▶ _WHAT NEEDS TO BE DONE_: Copy everything in the article on Google's forest monitoring project from "Feb 21 2014, 3:51pm" down to "Global Forest Watch.", word for word.

▶ _TEXT EXTRACT_:

-- -- --

Feb 21 2014, 3:51pm CST | by , in News | Technology News

Google Powers Online Resource Tracking Global Deforestation
 
 

Last fall, I wrote about efforts by Google and Microsoft to help put some analytics muscle behind tracking various natural resources.

Now, Google has teamed up with the World Resources Institute (WRI) and more than 40 other organizations to create a massive, near real-time forest monitoring system, called Global Forest Watch.


The master plan is to provide a crowdsourced resource that businesses, communities and local governments can use to keep abreast of deforestation, mining and other activities that could threaten tree cover and biodiversity. It relies on Google’s cloud services and mapping resources from Esri, satellite technology, open data tools and feeds from numerous scientific sources, including daily forest fire alerts from NASA. When forest losses are detected, anyone using the resource is alerted. The data for monthly tree loss, for example, is accurate to a resolution of 50 meters; on an annual basis, the accuracy is 30 meters.

“Businesses, governments and communities desperately want better information about forests. Now they have it. … From now on, the bad guys cannot hide and the good guys will be recognized for their stewardship,” said Andrew Steer, president and CEO of WRI.

-- -- --

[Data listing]
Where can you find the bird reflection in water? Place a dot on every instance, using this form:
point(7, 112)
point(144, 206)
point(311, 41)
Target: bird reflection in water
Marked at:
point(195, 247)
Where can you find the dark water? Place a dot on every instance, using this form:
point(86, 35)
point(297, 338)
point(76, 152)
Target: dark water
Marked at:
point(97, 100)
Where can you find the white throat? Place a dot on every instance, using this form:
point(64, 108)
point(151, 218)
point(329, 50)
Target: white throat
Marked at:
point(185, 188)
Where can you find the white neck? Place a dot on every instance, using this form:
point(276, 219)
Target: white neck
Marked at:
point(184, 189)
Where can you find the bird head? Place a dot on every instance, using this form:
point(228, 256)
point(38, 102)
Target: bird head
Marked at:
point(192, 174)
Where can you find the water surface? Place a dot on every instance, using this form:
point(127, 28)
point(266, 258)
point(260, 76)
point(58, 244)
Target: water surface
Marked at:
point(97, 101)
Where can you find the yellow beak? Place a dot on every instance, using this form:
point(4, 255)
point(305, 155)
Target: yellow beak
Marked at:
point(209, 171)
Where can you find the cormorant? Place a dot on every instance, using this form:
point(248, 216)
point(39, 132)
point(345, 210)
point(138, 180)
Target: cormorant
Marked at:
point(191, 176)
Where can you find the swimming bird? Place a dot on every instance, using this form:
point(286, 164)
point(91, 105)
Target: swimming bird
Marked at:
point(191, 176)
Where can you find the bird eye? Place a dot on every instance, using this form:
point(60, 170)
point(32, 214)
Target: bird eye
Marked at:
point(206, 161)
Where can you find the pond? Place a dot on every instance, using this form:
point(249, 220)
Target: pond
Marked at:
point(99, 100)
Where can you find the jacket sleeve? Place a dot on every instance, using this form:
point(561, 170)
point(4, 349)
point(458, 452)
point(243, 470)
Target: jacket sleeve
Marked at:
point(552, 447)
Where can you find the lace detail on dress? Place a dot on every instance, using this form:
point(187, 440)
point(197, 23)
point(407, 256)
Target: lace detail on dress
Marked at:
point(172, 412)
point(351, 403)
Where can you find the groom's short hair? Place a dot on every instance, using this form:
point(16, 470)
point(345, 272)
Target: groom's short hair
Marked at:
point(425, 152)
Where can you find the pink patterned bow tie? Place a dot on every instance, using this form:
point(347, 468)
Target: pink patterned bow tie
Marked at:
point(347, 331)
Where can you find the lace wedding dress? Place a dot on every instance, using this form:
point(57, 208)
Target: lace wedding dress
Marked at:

-- -- --

▶ _RESPONSE FOR THIS EXERCISE_:
Feb 21 2014, 3:51pm CST | by , in News | Technology News

Google Powers Online Resource Tracking Global Deforestation
 
 

Last fall, I wrote about efforts by Google and Microsoft to help put some analytics muscle behind tracking various natural resources.

Now, Google has teamed up with the World Resources Institute (WRI) and more than 40 other organizations to create a massive, near real-time forest monitoring system, called Global Forest Watch.